Fragmento seleccionado >>
------------------------------

Santa Eustoquio, viuda, hija de santa Paula y discípula de San Jerónimo. Acompañó a su madre a la soledad de Belén y a su muerte fue electa superiora del monasterio de vírgenes que allí había fundado la piedad de su madre. San Jerónimo la dedicó el Tratado de la virginidad, su libro de Cartas a Eustoquio y el Comentario sobre Ezequiel. Belén, 419.
Poderosa por sus riquezas, pero mucho más insigne por la pobreza de Cristo, De la estirpe de los Gracos, del linaje de los Escipiones…. prefirió Belén a Roma y trocó el resplandor de los dorados artesonados por la vileza de una choza de barro”.
Así resume San Jerónimo, en su elocuente panegírico sobre santa paula , madre de santa Eustoquio, la vida “de esta mujer admirable” que vino a ser la primera de sus hijas espirituales, “mínima entre todas para superarlas a todas”.
La conoció en Roma, más que mediado el siglo IV, con motivo del concilio convocado en 382 por el papa español San Dámaso, al que asistieron algunos obispos orientales, como San Paulino de Antioquía y San Epifanio. Venía con ellos Jerónimo, en calidad de intérprete y secretario, con unos cuarenta y dos años de edad, macerado ya su temperamento volcánico en las asperezas del desierto, disciplinada su retórica en el estudio de las Escrituras. Su fama, empero, corría por la Ciudad de los Césares y había un palacio en el Aventino, del que era dueña la noble viuda Santa Marcela, donde un grupo de vírgenes y matronas del patriciado sabía, hasta de memoria, las cartas que escribiera desde el yermo el literato convertido en asceta.
Al enterarse Marcela de que el Papa, gran protector de su cenáculo, retenía en Roma a Jerónimo, decidió lograr semejante maestro para las que esbozaban una vida monástica, a imitación del Oriente, y ansiaban un guía para entrar en el huerto cerrado de los sagrados libros. Jerónimo, que ni miraba el rostro de mujer alguna, fue vencido en su hosquedad por la importunidad de la solicitante y sin buscarlo siquiera, dio con la magnífica ocasión de plantar el estandarte de la cruz en el corazón mismo de esa Roma patricia y cesárea, cristiana desde Constantino, pero sin renunciar del todo al paganismo, porque eran los dioses sus antepasados y porque la invadían ahora los cultos y los refinamientos orientales que venían de la corte de Bizancio.

------------------------------

Datos proporcionados >>
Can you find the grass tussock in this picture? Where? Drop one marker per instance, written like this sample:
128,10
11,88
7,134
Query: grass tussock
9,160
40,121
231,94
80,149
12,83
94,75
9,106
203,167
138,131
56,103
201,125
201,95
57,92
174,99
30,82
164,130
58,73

------------------------------

Qué harás >>
Copia el texto sobre santa Eustoquio desde "Santa Eustoquio, viuda, hija" hasta "Ezequiel. Belén, 419.", ambos incluidos, reemplazando "superiora" por "abadesa".

Respuesta esperada >>
Santa Eustoquio, viuda, hija de santa Paula y discípula de San Jerónimo. Acompañó a su madre a la soledad de Belén y a su muerte fue electa abadesa del monasterio de vírgenes que allí había fundado la piedad de su madre. San Jerónimo la dedicó el Tratado de la virginidad, su libro de Cartas a Eustoquio y el Comentario sobre Ezequiel. Belén, 419.